--- Records provided Enclosed Below ---

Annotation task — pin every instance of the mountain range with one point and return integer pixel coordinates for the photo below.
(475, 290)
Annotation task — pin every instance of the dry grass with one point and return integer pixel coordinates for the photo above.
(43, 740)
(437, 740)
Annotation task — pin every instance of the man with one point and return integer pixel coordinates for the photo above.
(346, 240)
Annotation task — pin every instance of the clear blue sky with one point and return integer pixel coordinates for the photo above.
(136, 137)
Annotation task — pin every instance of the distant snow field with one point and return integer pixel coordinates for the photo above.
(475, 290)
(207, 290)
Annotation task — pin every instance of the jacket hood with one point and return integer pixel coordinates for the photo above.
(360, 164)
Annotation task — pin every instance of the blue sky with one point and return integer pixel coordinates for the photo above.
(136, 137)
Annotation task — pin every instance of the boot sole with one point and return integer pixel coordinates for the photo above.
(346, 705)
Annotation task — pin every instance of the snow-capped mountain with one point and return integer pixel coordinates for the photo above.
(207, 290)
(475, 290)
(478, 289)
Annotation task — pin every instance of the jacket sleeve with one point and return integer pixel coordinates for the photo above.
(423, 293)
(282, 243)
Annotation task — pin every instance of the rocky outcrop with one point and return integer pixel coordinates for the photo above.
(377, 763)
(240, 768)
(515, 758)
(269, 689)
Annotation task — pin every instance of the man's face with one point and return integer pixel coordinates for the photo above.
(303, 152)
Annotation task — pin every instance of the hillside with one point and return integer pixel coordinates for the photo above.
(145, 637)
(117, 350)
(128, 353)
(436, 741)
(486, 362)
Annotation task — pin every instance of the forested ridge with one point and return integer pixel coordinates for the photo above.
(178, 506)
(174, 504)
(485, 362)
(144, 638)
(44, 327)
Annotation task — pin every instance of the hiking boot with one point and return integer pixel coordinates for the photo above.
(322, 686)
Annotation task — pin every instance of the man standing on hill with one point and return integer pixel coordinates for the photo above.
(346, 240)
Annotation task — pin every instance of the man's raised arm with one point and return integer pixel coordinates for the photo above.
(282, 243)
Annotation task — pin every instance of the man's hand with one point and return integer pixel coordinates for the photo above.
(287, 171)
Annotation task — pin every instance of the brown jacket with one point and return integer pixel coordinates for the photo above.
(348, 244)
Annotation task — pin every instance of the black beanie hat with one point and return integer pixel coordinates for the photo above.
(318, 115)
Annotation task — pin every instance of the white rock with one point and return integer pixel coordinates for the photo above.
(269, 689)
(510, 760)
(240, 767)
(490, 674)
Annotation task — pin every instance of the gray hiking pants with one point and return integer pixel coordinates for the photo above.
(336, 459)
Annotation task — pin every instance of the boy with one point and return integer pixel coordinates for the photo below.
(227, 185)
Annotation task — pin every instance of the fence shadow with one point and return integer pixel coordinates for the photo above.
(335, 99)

--- End of Enclosed Records provided ---

*Your objective*
Reproduce every line above, keeping each word exactly as it appears.

*Task solution*
Annotation task — pin every instance of the mountain range with one point and return integer pixel coordinates for the photo below.
(475, 290)
Annotation task — pin every instance of the dry grass with one point and return integer pixel coordinates for the photo above.
(43, 740)
(437, 740)
Annotation task — pin every instance of the man with one point and return integer pixel coordinates for the photo above.
(346, 240)
Annotation task — pin every instance of the clear blue sky with one point and return integer pixel coordinates for the photo above.
(136, 137)
Annotation task — pin every instance of the distant snow field with one point and return integer pixel coordinates for the photo above.
(475, 290)
(207, 290)
Annotation task — pin every instance of the jacket hood with one point and return integer pixel coordinates for the photo above.
(360, 164)
Annotation task — pin every instance of the blue sky with one point and return integer pixel coordinates for the photo above.
(136, 137)
Annotation task — pin every instance of the boot sole with one point and return integer pixel coordinates for the photo above.
(346, 705)
Annotation task — pin every instance of the snow-capped mountain with one point and return integer pixel coordinates for the photo above.
(207, 290)
(475, 290)
(478, 289)
Annotation task — pin every instance of the jacket sleeve with one point and return integer pixel coordinates for the photo above.
(423, 293)
(282, 243)
Annotation task — pin every instance of the rocky outcrop with one point and return integer pixel coordinates for the photo above.
(377, 763)
(240, 768)
(515, 758)
(269, 689)
Annotation task — pin every instance of the man's face with one point and return integer pixel coordinates for the photo above.
(303, 152)
Annotation task — pin every instance of the hillside with one point and return integer pixel coordinates for the photo above.
(145, 637)
(117, 350)
(128, 353)
(436, 741)
(486, 362)
Annotation task — pin every instance of the forested ridge with one point and return integer pixel coordinates for the photo above.
(178, 506)
(174, 504)
(485, 362)
(144, 638)
(44, 327)
Annotation task — pin every instance of the hiking boot with one point and return integer pixel coordinates for the photo above.
(322, 686)
Annotation task — pin every instance of the man standing on hill with one point and return integer pixel coordinates for the photo above.
(346, 240)
Annotation task — pin every instance of the man's raised arm with one point and return integer pixel coordinates for the photo above.
(282, 243)
Annotation task — pin every instance of the man's hand with one point and return integer pixel coordinates for the photo above.
(287, 171)
Annotation task — pin every instance of the brown jacket with one point and return integer pixel coordinates for the photo above.
(348, 244)
Annotation task — pin every instance of the black beanie hat with one point and return integer pixel coordinates for the photo above.
(318, 115)
Annotation task — pin every instance of the white rock with one point and return integer pixel coordinates for the photo above.
(269, 689)
(510, 760)
(240, 767)
(490, 674)
Annotation task — pin every instance of the gray hiking pants with one point and return integer pixel coordinates for the photo above.
(336, 459)
Annotation task — pin every instance of the boy with one point and return integer pixel coordinates for the photo below.
(227, 185)
Annotation task — pin every instance of the fence shadow with one point and return integer pixel coordinates for the photo above.
(335, 99)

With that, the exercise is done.